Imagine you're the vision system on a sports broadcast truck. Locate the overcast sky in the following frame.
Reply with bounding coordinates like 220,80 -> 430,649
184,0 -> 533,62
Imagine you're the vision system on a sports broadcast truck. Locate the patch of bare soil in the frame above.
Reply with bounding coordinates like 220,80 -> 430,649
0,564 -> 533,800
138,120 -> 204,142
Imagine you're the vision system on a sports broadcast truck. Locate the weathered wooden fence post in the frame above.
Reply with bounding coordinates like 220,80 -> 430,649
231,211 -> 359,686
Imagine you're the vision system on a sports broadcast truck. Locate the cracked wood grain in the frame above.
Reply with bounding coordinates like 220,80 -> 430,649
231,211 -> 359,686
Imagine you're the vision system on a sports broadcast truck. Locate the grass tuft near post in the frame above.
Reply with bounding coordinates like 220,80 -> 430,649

━━━━

Written problem: Reproduce the listing above with every occurrence of "bounding coordinates" changed to "corner coordinates", leaving everything else unaltered.

Complete answer:
Imagine you're the vision system on a sports broadcast truck. Locate the overcast sky in the following frame.
Reply with corner coordinates like 220,80 -> 430,649
184,0 -> 533,62
Imagine you're the vision system on a sports broadcast truck. Locate the patch of bare soil in the frame above.
Reply with corner coordinates like 220,80 -> 430,649
0,564 -> 533,800
138,120 -> 204,142
Imagine you're the vision system on a sports broadcast truck. Locate the weathered wooden fence post in the frame above.
Reply with corner coordinates like 220,80 -> 430,649
231,211 -> 359,686
Imagine you're the vision system on a sports broadcast truck. Locate the cracked wood grain in the frame above.
Reply with corner coordinates like 220,80 -> 430,649
231,211 -> 359,686
Imagine you're the vision system on a sports broadcast truck. Locate the grass tuft near post in the frame above.
Reply with corner coordinates like 220,80 -> 430,649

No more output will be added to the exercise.